● **EXERCISE OBJECTIVE**
Return all entries word for word, but drop any images.
------------------------------------
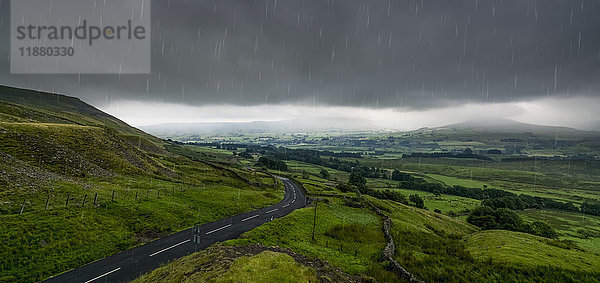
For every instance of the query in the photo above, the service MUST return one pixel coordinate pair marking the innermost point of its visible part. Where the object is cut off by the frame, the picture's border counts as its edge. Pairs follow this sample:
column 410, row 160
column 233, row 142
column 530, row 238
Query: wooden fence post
------------------------------------
● **ANSWER FOR THE TASK**
For every instance of the query in the photo above, the service MUST return one pixel coordinate pair marking the innermost point of its visible part. Where the object is cut off by the frame, the picture's border counts as its edge. Pairs follow this sample:
column 410, row 160
column 233, row 142
column 530, row 238
Query: wooden fence post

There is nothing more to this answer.